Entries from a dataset
◆ ◆ ◆ ◆
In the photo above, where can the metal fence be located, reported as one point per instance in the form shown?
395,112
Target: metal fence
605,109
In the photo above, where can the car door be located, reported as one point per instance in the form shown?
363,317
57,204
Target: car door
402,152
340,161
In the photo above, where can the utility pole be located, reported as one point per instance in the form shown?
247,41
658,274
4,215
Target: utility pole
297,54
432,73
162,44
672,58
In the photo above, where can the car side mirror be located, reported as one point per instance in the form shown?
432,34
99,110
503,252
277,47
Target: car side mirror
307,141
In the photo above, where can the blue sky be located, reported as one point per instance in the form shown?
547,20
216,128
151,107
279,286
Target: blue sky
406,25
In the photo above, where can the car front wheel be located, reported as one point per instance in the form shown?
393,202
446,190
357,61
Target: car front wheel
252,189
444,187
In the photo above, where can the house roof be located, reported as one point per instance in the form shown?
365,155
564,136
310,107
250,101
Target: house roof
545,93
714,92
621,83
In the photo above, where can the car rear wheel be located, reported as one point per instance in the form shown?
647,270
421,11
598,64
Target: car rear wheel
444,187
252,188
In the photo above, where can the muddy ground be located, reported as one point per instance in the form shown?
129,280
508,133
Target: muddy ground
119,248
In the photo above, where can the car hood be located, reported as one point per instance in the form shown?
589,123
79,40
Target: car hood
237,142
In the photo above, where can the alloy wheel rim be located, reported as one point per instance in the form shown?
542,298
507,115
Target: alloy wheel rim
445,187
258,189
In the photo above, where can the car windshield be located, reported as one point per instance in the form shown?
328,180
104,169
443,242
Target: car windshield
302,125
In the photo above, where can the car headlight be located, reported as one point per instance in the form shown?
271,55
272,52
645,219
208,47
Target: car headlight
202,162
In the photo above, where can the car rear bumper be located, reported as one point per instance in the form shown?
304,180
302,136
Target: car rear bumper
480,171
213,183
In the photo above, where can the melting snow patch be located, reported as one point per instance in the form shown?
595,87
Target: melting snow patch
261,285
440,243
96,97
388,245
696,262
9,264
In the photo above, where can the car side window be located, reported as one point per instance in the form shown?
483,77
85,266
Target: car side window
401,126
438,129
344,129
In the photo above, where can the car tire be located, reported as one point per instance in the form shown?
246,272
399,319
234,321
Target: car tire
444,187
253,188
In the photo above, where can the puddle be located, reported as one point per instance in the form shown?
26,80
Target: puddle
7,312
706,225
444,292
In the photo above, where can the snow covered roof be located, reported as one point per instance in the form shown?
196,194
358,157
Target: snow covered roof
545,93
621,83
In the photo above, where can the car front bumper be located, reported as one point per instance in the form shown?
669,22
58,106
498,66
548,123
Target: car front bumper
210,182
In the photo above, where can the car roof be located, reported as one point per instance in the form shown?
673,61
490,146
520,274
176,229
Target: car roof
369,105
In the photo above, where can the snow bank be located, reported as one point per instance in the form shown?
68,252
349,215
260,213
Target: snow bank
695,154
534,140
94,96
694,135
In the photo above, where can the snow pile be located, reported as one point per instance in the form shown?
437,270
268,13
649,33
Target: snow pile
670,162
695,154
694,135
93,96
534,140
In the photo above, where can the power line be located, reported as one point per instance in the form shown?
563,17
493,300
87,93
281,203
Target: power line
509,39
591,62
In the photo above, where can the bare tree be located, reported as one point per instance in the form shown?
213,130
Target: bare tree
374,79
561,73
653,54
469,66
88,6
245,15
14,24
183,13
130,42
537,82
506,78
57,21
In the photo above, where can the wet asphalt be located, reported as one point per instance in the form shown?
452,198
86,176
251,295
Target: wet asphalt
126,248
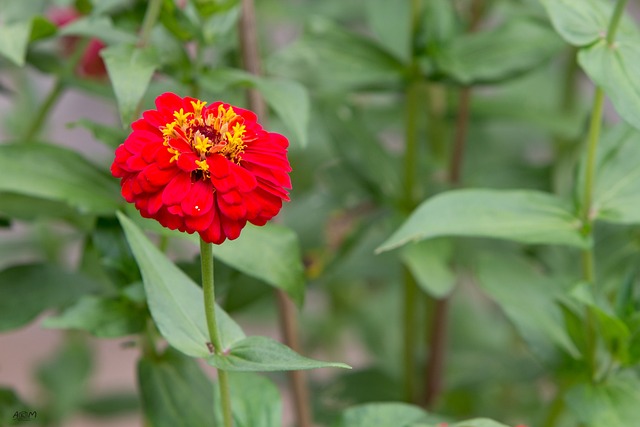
◆ ◆ ◆ ◆
### What to produce
Return every line of the entries above that contains the word "front".

### Final result
In the photo above, where can the car front wheel be located, reported as one point per instance in the form shown?
Target: car front wheel
In the photo above, where can the car front bumper be located, reported as one point per instance in the form shown?
Target: car front bumper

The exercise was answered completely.